start DATASET ENTRIES

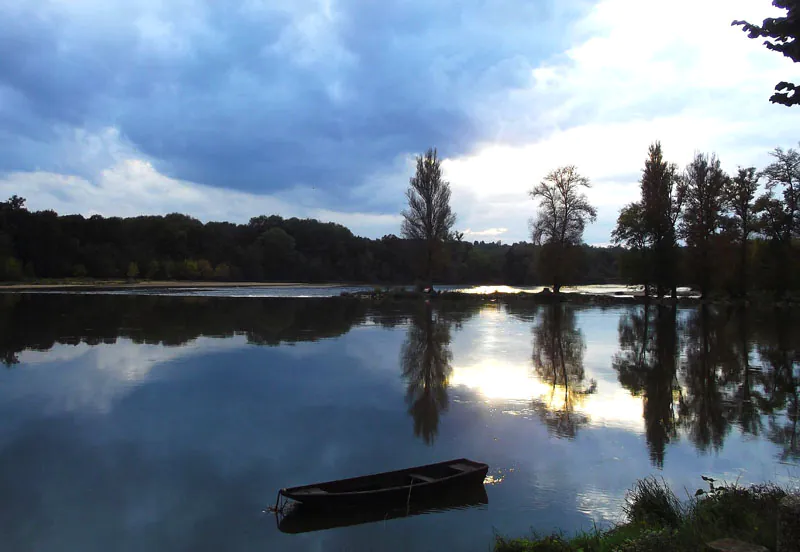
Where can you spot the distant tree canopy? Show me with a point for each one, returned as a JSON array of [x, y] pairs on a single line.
[[783, 35], [560, 221], [268, 248], [429, 219], [733, 240]]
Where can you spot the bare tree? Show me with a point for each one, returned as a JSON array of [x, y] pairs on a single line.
[[740, 196], [662, 202], [429, 218], [563, 214]]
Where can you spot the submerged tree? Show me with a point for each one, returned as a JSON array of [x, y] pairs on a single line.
[[563, 214], [426, 360], [783, 35], [705, 184], [429, 218]]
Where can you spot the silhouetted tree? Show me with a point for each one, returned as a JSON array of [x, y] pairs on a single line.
[[662, 202], [429, 218], [631, 232], [705, 183], [779, 217], [783, 35], [740, 194], [558, 226]]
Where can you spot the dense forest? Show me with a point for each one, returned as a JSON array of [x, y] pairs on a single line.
[[269, 248], [698, 227]]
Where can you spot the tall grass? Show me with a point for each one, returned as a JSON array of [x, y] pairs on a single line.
[[658, 520]]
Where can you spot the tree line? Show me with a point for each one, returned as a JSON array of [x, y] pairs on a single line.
[[734, 238], [43, 244]]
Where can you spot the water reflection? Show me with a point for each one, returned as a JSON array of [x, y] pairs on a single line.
[[779, 347], [426, 360], [646, 366], [558, 349], [707, 370]]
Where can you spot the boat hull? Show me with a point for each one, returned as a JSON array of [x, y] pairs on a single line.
[[302, 519], [397, 487]]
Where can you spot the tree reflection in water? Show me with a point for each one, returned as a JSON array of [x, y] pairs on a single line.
[[738, 368], [558, 348], [426, 360], [646, 366]]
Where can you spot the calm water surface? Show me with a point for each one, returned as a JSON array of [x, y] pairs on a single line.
[[169, 423]]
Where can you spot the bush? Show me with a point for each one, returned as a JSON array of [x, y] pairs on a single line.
[[651, 501]]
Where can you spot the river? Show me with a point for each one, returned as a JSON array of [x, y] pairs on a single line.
[[160, 422]]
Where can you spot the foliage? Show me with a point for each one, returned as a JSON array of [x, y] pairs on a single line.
[[783, 35], [740, 193], [561, 219], [429, 218], [652, 502], [704, 192], [745, 513]]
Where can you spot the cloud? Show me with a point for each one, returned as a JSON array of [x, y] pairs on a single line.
[[132, 186], [679, 73], [317, 107], [260, 96]]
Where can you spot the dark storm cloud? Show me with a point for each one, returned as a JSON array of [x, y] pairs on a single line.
[[257, 97]]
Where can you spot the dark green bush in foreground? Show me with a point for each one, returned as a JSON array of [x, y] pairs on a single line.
[[657, 521]]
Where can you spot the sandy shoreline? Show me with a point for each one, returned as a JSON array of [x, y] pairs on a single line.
[[159, 285]]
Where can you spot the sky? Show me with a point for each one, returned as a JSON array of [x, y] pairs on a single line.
[[317, 108]]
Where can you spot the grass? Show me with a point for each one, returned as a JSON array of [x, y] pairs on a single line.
[[657, 520]]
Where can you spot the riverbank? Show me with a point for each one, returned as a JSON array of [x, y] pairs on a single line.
[[95, 285], [656, 520], [594, 295], [599, 299]]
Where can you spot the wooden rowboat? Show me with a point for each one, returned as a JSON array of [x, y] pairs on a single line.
[[300, 519], [390, 487]]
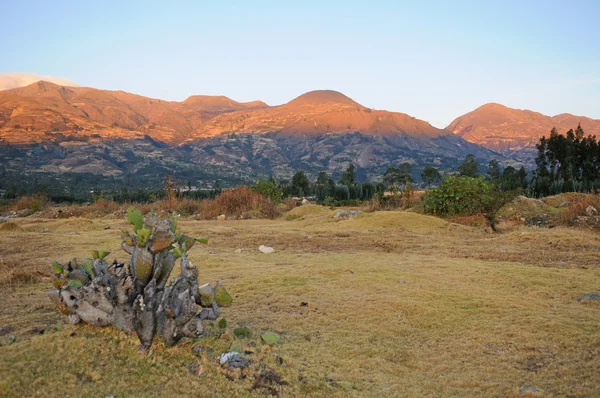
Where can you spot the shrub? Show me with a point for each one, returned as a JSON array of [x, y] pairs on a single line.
[[32, 203], [269, 189], [464, 196], [240, 201]]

end DATASET ENTRIES

» **DIRECTION**: Convert every one of the items above into a numbered list, with no blank lines and with the pictures left out.

» **RESULT FOR THIS TASK**:
1. Where can you spot the distant tree canopy? Show me with a point for each one, returned as a JSON array of [x, y] pairs on a single line.
2. [[783, 35], [560, 221], [268, 248], [429, 219], [733, 240]]
3. Where can you spot the bare tree? Show me with a point for each one, returned as a JSON array of [x, y] pairs on a single line.
4. [[740, 196], [662, 202], [429, 218], [563, 214]]
5. Where can you spot the submerged tree? Show me with a point for each one, returned as a JSON array of [x, y] pairs on a single line.
6. [[563, 214], [426, 360], [783, 35], [705, 184], [429, 218]]
7. Where can you spot the silhouetted tree? Show me with a point for each one, returned as a JSON array of [x, y] pairs on a single line.
8. [[662, 202], [429, 218], [631, 232], [705, 183], [779, 217], [783, 35], [740, 194], [558, 226]]
9. Where can you spot the dense forest? Show me with a point for each one, returned as a JSON array of [x, y] pairs on a single line.
10. [[269, 248], [698, 227]]
11. Where can you spot the tall grass? Show me with a point for each one, returned as a JSON array of [x, y] pairs on a single line.
12. [[658, 520]]
13. Where can you spot the tree line? Show me with a point for each one, returned as a JSON array of [x, y] pairs on a single line.
14. [[734, 238], [43, 244]]
15. Where can you spot the water reflection? Show me with a point for each one, returned as a JSON array of [x, y] pairs on a single line.
16. [[779, 347], [426, 360], [646, 366], [558, 349], [707, 370]]
17. Where can you spot the boat hull? Show me with a point for each one, returned as a JSON array of [x, y] pairs on a single line.
18. [[302, 519], [397, 487]]
19. Where can you spot the tree reflection in water? Show me with a point for each one, returned as a JSON array of [x, y] pairs on a single line.
20. [[738, 368], [558, 348], [426, 360], [646, 366]]
21. Where can you spot the calm water surface? Show me with a point for each one, returned as a JSON array of [x, y] pairs on a single line.
22. [[169, 423]]
23. Where can you spot the bush? Show me with a point for each one, returned as a JSON array of [x, y] pairs on a single line.
24. [[651, 501]]
25. Where can you spot the river? Show me with a point for each one, returned as a JSON array of [x, y] pairs on a single line.
26. [[160, 422]]
27. Where can you spot the foliage? Show me with a point for each one, returned as a JSON array of [x, y] pairs on a single line.
28. [[783, 35], [740, 193], [561, 219], [429, 218], [652, 502], [704, 192], [745, 513]]
29. Where can you spot the cloud? Show me with a point for each one, returned as a JSON array of [x, y] pairs on a single line.
30. [[132, 186], [679, 73], [317, 107], [260, 96]]
31. Where can you spot the dark storm cloud? Show me with a point for each one, returned as a JSON array of [x, y] pairs on a single line.
32. [[257, 97]]
33. Where can you spot the dark green bush in foreground? Show me with a point for each one, returned as a JSON array of [x, y] pairs on a single line.
34. [[657, 521]]
35. Where can you spot the sandy shoreline? Show me with a point for each one, returned as a JSON array of [x, y] pairs on a single line.
36. [[159, 285]]
37. Where can you spot the sky? Show me with a point for each one, returned as a JSON array of [x, y] pairs on a single line.
38. [[317, 108]]
39. Where can you spot the grass? Show me with a point for each one, returned as a JSON array of [x, y] pairs on a single line.
40. [[657, 520]]
41. Where can you spot the riverbank? Show me with a point for each one, returned as a JSON array of [x, y] pairs on a single line.
42. [[95, 285], [656, 520], [594, 295], [599, 299]]
43. Where can you spot the wooden rowboat? Show me with a point for each one, returned as a JSON array of [x, y] pairs on a single line.
44. [[300, 519], [390, 487]]
45. Where can you spot the shrub? Show me with a point for each one, returned as a JSON array of [x, y] pairs on a single line.
46. [[32, 203], [269, 189], [464, 196], [240, 201]]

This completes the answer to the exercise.